Exercise data Start Marker

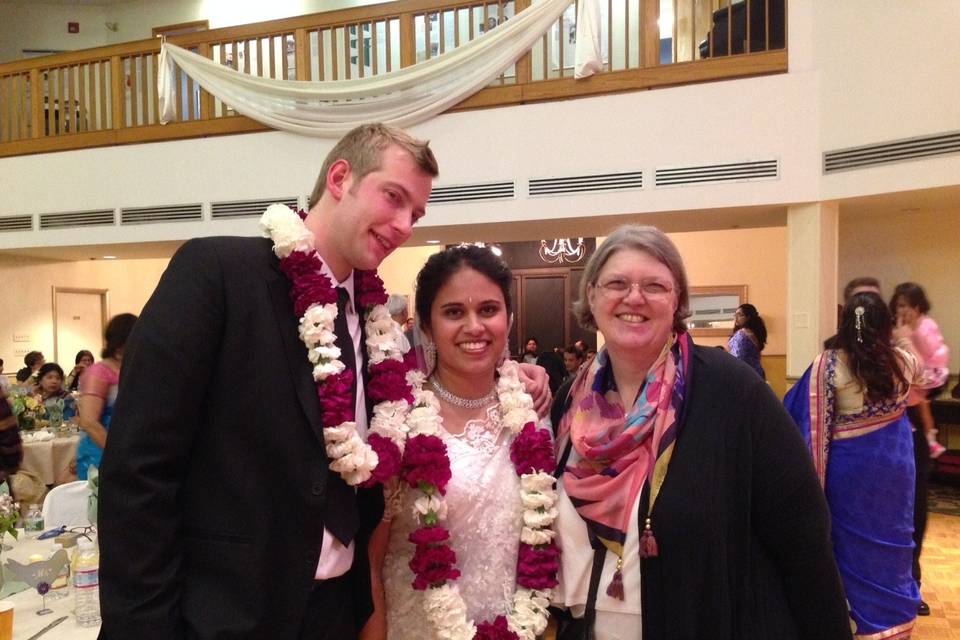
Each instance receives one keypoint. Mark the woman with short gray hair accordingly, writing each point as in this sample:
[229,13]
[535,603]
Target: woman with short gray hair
[687,507]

Exercise data End Marker

_Work to be completed_. Set down each record above exactly as it stands and leave out all pictures.

_Answer to this task_.
Each instance receives one keypoint. Mark the woman with short gray hair accordingly, writing each point as in this sample:
[229,13]
[535,603]
Target: woman with short gray hair
[687,507]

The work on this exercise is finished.